**Exercise directions**: Please edit the rows between the line holding "orange roof, and" and the line holding "column 201, row 10", inclusive, replacing "tree" with "shade tree" and leaving everything else unchanged. Return only those lines.

** Start Exercise inputs **

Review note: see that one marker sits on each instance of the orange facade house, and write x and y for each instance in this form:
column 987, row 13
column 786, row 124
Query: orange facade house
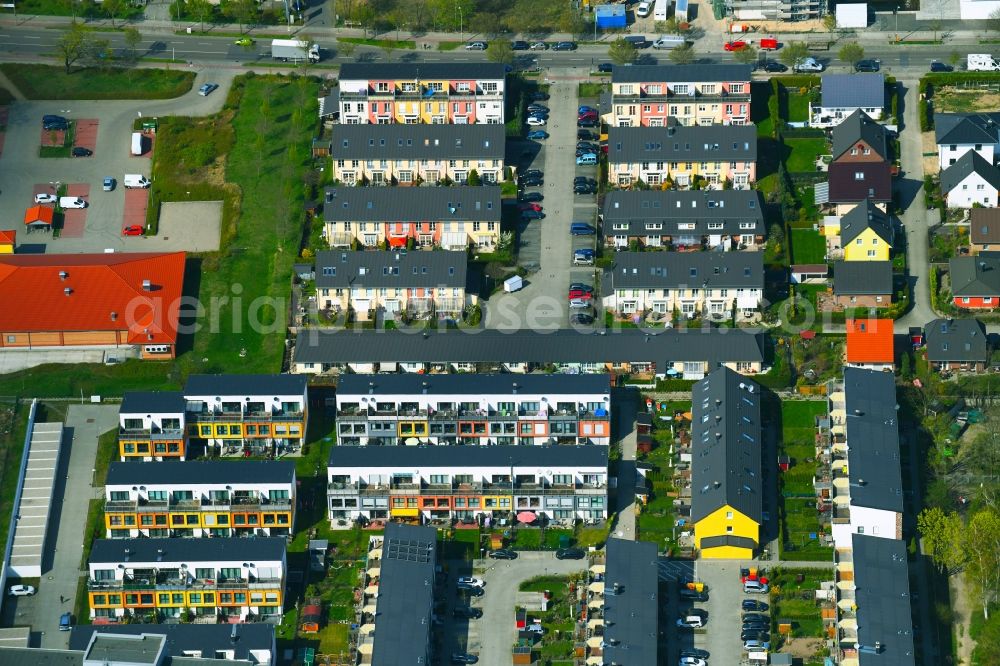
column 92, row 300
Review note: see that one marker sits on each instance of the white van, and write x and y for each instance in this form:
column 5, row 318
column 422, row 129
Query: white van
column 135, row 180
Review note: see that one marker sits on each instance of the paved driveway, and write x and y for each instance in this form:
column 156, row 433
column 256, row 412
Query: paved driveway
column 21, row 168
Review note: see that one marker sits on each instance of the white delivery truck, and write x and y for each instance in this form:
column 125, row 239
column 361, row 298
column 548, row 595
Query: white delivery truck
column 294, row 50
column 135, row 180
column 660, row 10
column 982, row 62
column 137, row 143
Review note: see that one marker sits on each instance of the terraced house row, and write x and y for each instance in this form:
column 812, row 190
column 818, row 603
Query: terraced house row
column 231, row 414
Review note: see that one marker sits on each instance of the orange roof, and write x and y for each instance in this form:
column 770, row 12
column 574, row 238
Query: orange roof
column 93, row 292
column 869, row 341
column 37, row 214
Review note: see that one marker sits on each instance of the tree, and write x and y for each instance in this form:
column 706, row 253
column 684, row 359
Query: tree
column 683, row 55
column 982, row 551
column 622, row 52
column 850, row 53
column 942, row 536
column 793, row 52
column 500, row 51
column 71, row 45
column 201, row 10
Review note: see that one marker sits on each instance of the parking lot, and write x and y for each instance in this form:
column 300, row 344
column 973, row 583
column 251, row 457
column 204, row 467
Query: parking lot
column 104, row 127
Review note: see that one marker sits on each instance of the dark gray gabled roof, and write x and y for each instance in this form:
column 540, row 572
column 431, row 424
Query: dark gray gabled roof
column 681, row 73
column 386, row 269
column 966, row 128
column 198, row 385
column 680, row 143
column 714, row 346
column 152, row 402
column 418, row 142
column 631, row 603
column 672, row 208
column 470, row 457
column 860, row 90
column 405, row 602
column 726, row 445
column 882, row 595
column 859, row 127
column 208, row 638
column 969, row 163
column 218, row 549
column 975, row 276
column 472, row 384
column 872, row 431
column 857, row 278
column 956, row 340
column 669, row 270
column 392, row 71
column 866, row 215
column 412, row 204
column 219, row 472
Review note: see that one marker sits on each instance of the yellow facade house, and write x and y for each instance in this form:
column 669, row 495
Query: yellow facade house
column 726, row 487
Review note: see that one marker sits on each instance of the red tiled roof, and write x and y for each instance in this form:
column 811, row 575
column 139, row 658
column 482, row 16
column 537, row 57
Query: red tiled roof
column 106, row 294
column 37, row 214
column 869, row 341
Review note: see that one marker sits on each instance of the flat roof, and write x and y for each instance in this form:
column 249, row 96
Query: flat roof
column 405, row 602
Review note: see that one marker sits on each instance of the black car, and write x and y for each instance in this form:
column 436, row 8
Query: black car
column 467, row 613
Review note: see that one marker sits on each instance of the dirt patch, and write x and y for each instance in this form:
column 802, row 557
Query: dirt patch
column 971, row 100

** End Exercise inputs **
** Start Exercise inputs **

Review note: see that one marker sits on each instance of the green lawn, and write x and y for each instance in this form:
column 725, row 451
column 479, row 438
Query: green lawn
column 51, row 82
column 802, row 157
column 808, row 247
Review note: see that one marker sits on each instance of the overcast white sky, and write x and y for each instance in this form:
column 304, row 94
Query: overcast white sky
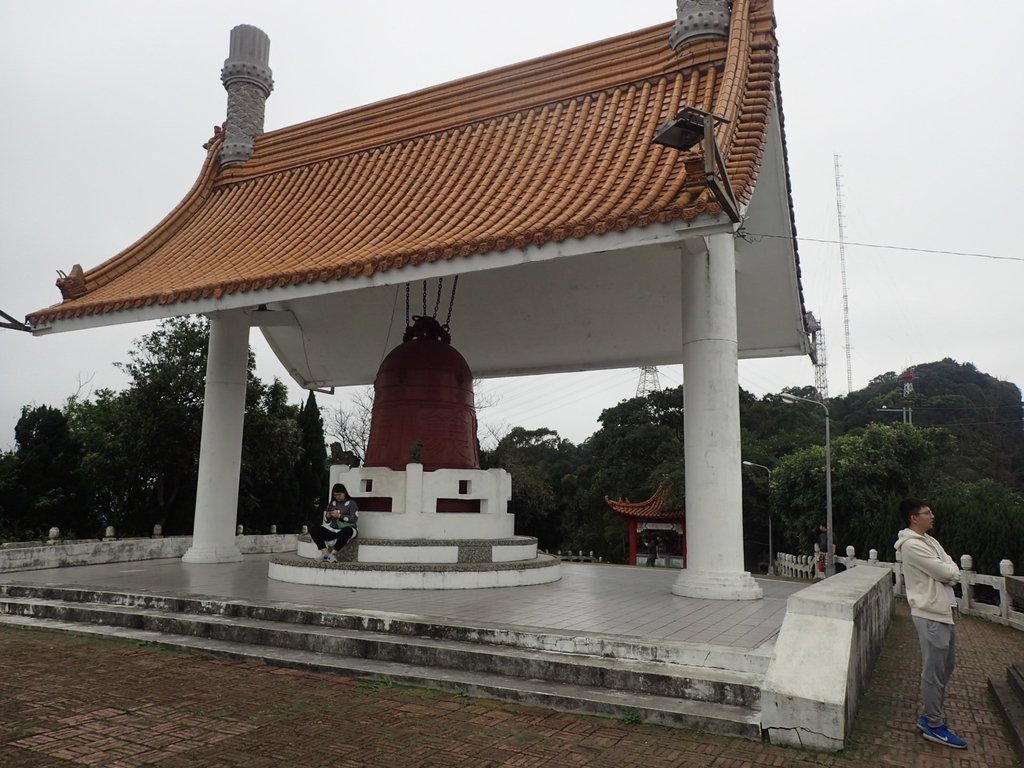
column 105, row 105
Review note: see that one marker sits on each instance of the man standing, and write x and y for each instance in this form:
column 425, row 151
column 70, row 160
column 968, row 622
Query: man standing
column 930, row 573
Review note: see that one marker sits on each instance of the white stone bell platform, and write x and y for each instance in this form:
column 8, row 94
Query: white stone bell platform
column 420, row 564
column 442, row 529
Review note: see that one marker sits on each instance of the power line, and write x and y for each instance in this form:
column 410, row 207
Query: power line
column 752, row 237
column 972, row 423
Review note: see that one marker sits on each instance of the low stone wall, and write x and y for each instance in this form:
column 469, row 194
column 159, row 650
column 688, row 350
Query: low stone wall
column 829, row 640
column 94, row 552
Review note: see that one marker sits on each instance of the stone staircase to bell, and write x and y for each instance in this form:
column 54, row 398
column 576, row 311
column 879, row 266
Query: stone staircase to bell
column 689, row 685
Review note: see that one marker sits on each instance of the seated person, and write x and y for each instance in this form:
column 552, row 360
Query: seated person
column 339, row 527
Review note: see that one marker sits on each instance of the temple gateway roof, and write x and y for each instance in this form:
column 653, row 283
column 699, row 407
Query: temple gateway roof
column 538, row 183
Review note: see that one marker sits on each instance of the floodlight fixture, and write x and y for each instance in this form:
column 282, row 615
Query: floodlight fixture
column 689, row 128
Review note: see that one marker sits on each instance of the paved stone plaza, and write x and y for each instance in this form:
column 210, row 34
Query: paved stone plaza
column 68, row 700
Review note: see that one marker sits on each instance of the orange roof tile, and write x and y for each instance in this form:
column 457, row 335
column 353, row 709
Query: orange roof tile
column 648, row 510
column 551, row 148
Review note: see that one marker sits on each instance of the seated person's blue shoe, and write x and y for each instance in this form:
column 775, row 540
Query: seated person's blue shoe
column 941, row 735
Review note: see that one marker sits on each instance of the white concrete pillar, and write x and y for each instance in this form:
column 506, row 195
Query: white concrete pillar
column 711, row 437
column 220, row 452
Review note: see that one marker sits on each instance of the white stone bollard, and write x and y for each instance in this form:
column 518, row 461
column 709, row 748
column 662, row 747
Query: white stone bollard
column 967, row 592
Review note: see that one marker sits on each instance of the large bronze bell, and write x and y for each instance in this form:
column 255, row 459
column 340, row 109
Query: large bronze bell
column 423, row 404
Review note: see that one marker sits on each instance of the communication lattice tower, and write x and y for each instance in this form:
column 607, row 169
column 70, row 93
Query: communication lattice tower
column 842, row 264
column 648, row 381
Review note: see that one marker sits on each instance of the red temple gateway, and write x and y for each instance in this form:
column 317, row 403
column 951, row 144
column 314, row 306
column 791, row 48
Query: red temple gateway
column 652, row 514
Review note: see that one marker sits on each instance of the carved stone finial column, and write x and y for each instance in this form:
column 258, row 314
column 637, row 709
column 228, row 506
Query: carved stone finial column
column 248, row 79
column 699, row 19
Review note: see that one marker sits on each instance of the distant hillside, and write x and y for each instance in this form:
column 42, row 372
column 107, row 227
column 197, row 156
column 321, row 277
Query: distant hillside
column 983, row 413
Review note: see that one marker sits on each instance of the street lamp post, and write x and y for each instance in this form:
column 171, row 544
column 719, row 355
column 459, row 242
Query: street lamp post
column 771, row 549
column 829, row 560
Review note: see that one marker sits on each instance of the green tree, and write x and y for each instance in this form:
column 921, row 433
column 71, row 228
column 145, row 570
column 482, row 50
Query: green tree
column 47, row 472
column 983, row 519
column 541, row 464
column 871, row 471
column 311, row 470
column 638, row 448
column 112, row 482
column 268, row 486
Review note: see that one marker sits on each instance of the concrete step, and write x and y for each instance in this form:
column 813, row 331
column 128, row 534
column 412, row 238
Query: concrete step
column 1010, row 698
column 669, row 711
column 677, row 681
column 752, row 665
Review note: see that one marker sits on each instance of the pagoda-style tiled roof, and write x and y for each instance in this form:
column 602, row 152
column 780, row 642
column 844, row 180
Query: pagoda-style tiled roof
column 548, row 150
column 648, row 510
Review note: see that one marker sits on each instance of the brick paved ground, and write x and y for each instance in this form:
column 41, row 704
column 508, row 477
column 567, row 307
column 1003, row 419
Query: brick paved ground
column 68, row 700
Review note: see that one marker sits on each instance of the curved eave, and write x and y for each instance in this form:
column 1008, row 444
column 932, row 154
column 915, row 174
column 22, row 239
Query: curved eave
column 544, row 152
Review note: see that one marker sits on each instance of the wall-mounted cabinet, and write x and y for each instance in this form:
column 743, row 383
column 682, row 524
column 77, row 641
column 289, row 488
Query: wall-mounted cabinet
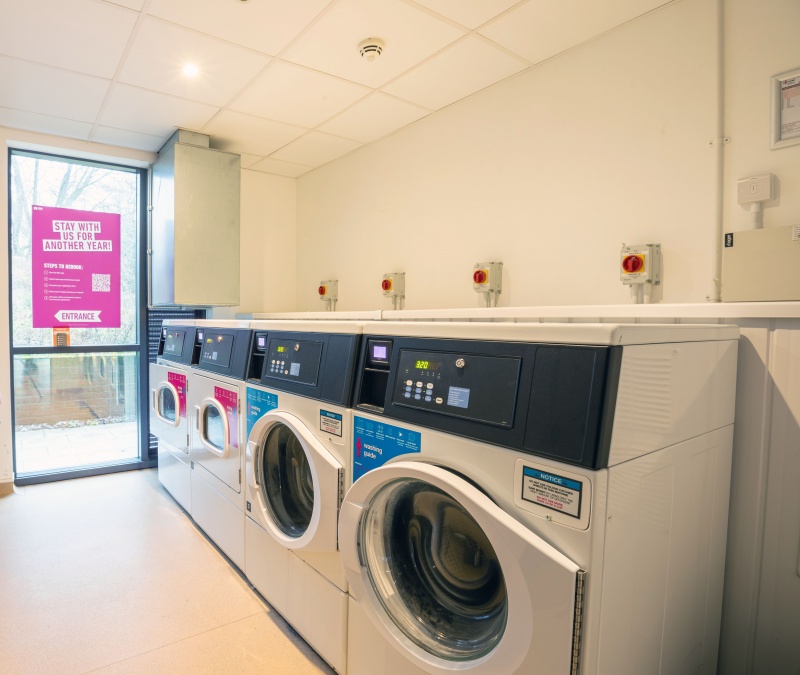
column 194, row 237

** End Exercise inputs **

**Reply**:
Review note: see that one marker sits on each instance of the orange roof, and write x and y for each instance in this form:
column 770, row 12
column 574, row 238
Query: orange roof
column 93, row 292
column 869, row 341
column 37, row 214
Review note: see that one marker sits on each instance of the shade tree, and write x and y for each instance in this form:
column 706, row 253
column 684, row 359
Query: shade tree
column 683, row 55
column 982, row 551
column 622, row 52
column 850, row 53
column 942, row 536
column 793, row 52
column 500, row 51
column 71, row 45
column 201, row 10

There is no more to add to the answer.